## [EXTRAIT CHOISI]
━━━━━━
Enfin, la loi accorde aux pouvoirs publics des moyens renforcés pour lutter contre les pratiques commerciales abusives, par le relèvement des plafonds des sanctions et l'obligation légale de publication de ces sanctions. Par ma voix, M. Sirugue vous confirme donc la pleine mobilisation du Gouvernement pour l'équilibre et la loyauté des relations commerciales dans ces filières. Vous avez rappelé, à juste titre, à quel point ce travail est important sur le terrain.

Mme la présidente. La parole est à M. Laurent Furst.
━━━━━━
## [DONNÉES PRÉSENTÉES]
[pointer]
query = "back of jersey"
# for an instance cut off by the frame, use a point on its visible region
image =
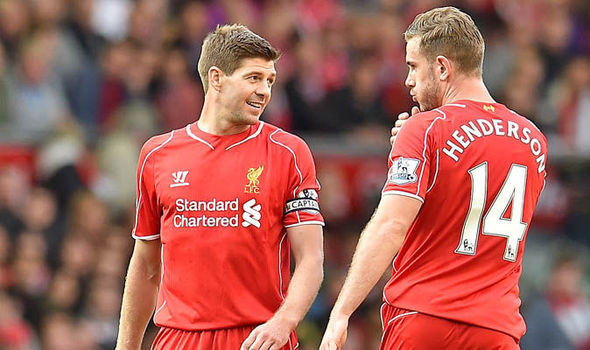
(479, 169)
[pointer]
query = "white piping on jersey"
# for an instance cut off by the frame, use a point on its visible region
(146, 238)
(159, 309)
(435, 173)
(280, 274)
(248, 138)
(190, 133)
(306, 223)
(402, 315)
(381, 317)
(402, 193)
(385, 298)
(424, 150)
(140, 179)
(161, 279)
(294, 159)
(393, 319)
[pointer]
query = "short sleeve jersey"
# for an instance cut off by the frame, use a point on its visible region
(220, 206)
(479, 170)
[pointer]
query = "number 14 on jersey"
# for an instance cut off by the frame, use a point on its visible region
(494, 223)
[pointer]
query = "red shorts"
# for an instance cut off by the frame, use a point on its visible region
(218, 339)
(406, 329)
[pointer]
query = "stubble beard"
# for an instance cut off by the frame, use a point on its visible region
(240, 118)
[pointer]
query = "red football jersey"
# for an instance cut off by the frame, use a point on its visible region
(479, 169)
(220, 206)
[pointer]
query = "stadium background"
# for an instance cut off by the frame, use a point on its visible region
━━━━━━
## [CONSIGNE]
Donnez la suite du compte rendu de séance sur les relations commerciales dans les filières, en reprenant là où il s'arrête. Les données ne jouent aucun rôle dans cet exercice.

## [RÉPONSE]
M. Laurent Furst. Je tiens à rappeler qu'il n'y a plus, dans l'agroalimentaire, que de quatre à six centrales d'achat – selon la manière dont on les compte. Mais cette dynamique de concentration, monsieur le secrétaire d'État, concerne aussi les centrales d'achat dans le domaine du bricolage, et dans d'autres domaines encore. Dans la conjoncture actuelle, les marges de nos entreprises diminuent, ce qui les place dans une situation très difficile. Il faut suivre cette question de très près, car de nombreuses entreprises, dans nos territoires, souffrent et sont vraiment en danger.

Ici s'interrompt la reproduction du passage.